--- START OF DOCUMENT EXTRACT ---

8. Provided required access aisle on the passenger side for the van accessible parking
space and in compliance with 2010 CA Title 24 Part 2-118-502.3.4

9. Surface conditions on the accessible parking and aisle: Removed existing built up ramp from the access aisle, repaved, achieved required surface conditions and the accessible parking is in compliance with 2010 ADA STD 302, 502.4, 2016 CA Title 24 Part 2-11 B-302 and 502.4. The surfaces are sloped not more than 2 % and in compliance.

10. Provided an accessible route (accessible path of travel) from accessible parking to the entrance, and, in compliance with 2010 ADA STD 403 (1-5) and 206.2.1.

Conclusion: In the opinion of the inspector, the facilities and accessible features listed above are in compliance with 2010 ADA STD and 2016 CA Title 24, Part 2-11 B accessibility requirements for existing facilities.

--- END OF DOCUMENT EXTRACT ---
--- START OF DATASET CONTENT ---

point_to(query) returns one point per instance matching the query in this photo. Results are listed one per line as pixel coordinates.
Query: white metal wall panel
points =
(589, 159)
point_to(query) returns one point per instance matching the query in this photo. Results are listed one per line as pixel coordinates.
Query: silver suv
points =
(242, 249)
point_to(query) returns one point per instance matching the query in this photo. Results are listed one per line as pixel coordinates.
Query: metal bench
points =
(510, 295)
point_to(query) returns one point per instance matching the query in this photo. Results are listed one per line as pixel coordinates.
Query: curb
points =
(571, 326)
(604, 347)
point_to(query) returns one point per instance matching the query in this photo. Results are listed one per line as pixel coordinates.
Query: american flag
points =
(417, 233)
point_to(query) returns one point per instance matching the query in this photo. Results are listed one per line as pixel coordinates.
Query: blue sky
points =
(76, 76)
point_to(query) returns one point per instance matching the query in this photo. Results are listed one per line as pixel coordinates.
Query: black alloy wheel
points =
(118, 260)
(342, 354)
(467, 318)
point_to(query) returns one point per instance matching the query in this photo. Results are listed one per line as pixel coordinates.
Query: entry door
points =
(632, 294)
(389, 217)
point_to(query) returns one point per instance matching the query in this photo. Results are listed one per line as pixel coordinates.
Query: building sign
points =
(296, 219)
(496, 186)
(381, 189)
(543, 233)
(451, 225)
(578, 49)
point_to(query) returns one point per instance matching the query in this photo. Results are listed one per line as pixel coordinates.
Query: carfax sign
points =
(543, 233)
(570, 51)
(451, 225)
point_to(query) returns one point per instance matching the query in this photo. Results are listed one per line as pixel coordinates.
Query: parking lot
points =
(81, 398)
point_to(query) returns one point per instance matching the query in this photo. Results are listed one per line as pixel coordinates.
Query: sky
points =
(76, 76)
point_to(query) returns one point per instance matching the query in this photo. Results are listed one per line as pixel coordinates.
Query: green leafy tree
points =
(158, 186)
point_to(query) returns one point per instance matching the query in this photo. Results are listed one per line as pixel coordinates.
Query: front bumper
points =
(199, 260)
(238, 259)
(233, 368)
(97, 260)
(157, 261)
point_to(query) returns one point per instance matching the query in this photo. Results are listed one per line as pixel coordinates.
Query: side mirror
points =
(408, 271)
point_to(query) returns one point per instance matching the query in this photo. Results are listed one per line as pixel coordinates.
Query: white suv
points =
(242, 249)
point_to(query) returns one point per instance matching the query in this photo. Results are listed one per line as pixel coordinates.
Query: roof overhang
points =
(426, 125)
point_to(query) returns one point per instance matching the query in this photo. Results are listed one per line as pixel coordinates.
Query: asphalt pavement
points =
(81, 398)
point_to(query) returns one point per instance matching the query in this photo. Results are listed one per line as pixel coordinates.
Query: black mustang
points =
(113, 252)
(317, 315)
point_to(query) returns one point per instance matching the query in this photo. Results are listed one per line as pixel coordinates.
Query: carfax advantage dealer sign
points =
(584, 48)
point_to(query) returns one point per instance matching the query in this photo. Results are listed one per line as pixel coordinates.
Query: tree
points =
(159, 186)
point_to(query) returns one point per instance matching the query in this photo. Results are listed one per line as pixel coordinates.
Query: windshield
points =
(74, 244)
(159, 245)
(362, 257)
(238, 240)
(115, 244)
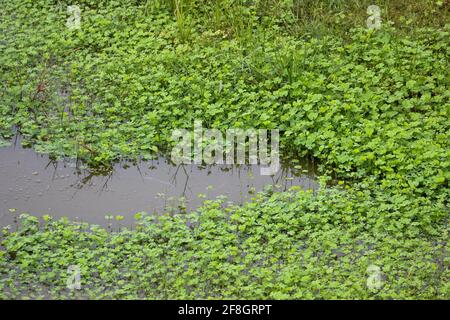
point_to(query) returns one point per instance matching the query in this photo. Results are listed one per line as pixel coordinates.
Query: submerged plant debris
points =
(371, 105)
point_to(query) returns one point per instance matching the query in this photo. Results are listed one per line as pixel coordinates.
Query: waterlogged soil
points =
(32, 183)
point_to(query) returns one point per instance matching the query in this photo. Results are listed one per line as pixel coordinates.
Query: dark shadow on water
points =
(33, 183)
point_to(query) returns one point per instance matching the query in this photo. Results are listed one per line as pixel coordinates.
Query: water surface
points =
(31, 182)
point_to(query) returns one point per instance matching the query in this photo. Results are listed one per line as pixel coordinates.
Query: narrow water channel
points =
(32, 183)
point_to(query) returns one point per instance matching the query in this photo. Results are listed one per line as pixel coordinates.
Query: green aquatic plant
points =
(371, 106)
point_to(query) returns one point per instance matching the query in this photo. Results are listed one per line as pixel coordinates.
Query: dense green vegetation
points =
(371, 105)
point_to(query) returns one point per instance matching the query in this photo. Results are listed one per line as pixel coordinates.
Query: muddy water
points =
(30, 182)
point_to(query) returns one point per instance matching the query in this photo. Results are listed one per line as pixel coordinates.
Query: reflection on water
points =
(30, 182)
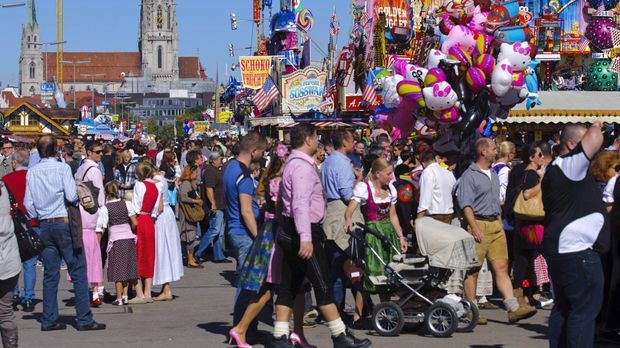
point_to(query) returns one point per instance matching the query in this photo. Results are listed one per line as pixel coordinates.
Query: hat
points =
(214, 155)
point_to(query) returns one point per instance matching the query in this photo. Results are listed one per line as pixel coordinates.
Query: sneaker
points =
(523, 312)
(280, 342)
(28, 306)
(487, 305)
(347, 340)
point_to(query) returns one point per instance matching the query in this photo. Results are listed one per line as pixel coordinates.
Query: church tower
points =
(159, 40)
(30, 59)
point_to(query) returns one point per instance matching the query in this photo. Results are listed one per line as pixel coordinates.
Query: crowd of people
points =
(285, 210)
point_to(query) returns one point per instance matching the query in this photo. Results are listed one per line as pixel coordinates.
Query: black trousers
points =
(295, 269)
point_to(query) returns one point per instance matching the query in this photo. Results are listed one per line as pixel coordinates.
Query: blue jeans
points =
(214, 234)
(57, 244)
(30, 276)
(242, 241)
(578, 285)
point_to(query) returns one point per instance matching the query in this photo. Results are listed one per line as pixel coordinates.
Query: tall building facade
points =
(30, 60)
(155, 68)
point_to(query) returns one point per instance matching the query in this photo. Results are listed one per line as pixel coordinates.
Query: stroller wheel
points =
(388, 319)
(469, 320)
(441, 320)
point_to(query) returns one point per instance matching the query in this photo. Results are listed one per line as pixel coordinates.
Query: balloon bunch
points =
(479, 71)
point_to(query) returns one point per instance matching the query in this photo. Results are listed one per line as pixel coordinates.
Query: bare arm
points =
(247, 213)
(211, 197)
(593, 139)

--- END OF DATASET CONTENT ---
--- START OF DATASET CONTENT ---

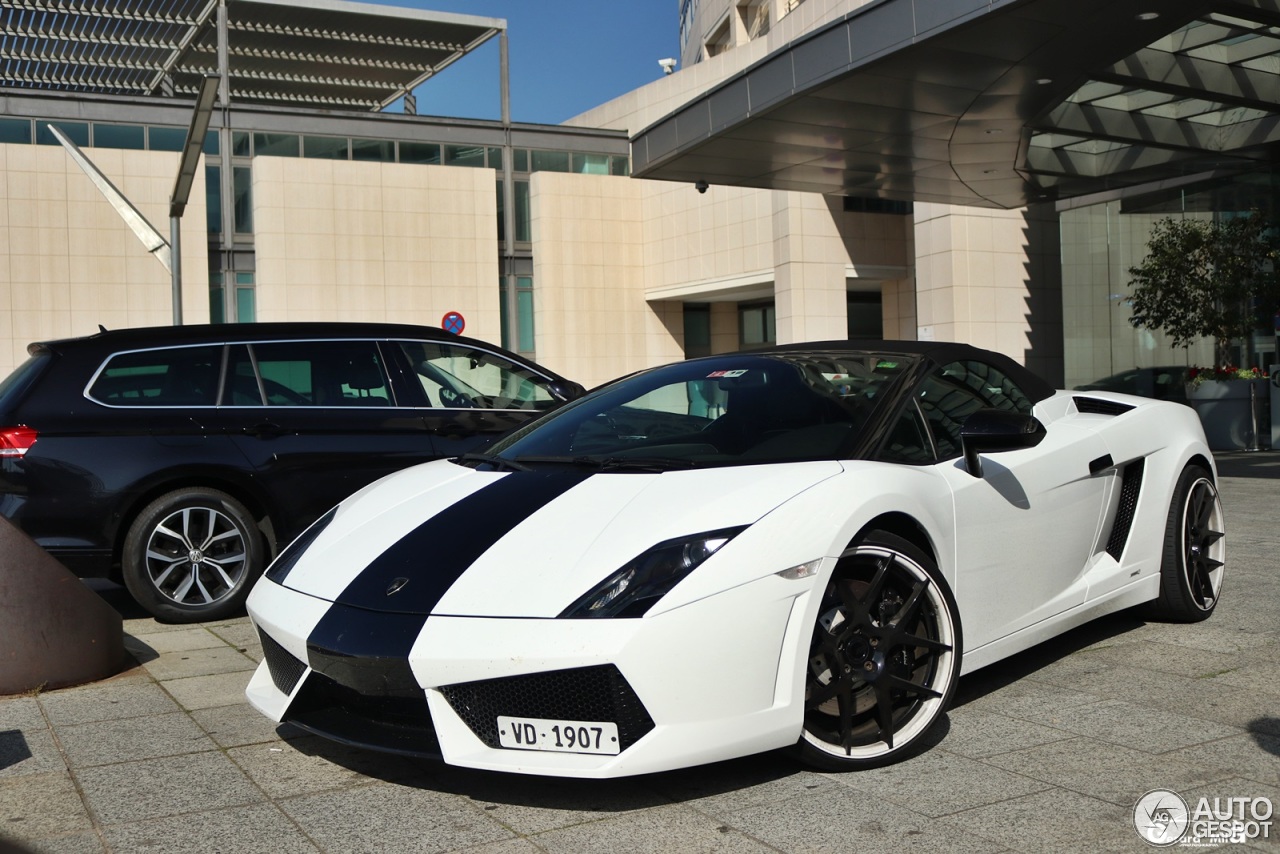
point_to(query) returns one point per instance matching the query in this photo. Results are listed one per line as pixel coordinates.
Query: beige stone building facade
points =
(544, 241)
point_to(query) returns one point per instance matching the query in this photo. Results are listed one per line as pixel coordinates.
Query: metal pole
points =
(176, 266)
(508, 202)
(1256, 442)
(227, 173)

--- END OF DATASET CONTENT ---

[REQUESTS]
• 1. According to the accessibility inspection report, what is the maximum slope of the surfaces at the accessible parking and aisle?
• 2. Reproduce the part of the accessibility inspection report starting at "9. Surface conditions" and ending at "(1-5) and 206.2.1.".
• 3. Resume the accessibility inspection report after its final sentence.
The listing is not needed for anything that follows.

[ANSWERS TO EACH TASK]
• 1. The surfaces are sloped not more than 2%.

• 2.
9. Surface conditions on the accessible parking and aisle: Removed existing built up ramp from the access aisle, repaved, achieved required surface conditions and the accessible parking is in compliance with 2010 ADA STD 302, 502.4, 2016 CA Title 24 Part 2-11 B-302 and 502.4. The surfaces are sloped not more than 2 % and in compliance.

10. Provided an accessible route (accessible path of travel) from accessible parking to the entrance, and, in compliance with 2010 ADA STD 403 (1-5) and 206.2.1.

• 3.
(Doc. 30-5 at 4; Doc. 30-6 at 3) (emphasis omitted) Furthermore, Mr. Park states in his declaration: "Based on my inspect and report, the elements of the Facility identified in Plaintiff's Complaint are compliant under federal and state accessibility standards. Presently, the Facility has, among others, accessible path of travel leading to the entrance of the former Havana House Smoke Shop..." (Doc. 30-5 at 3, Park Decl. ¶ 6)

Plaintiff objects to the statements in Paragraph 6 of Park's declaration, asserting he offers only legal conclusions regarding the accessibility of a path of travel and compliance with the federal and state standards. (Doc. 37-1 at 2-3; Doc. 37-2) Plaintiff contends the CASp Report suffers the same infirmities because Mr. Park fails to provide any information regarding the measurements taken or "the facts or data for the facilities at issue." (Doc. 37-1 at 3)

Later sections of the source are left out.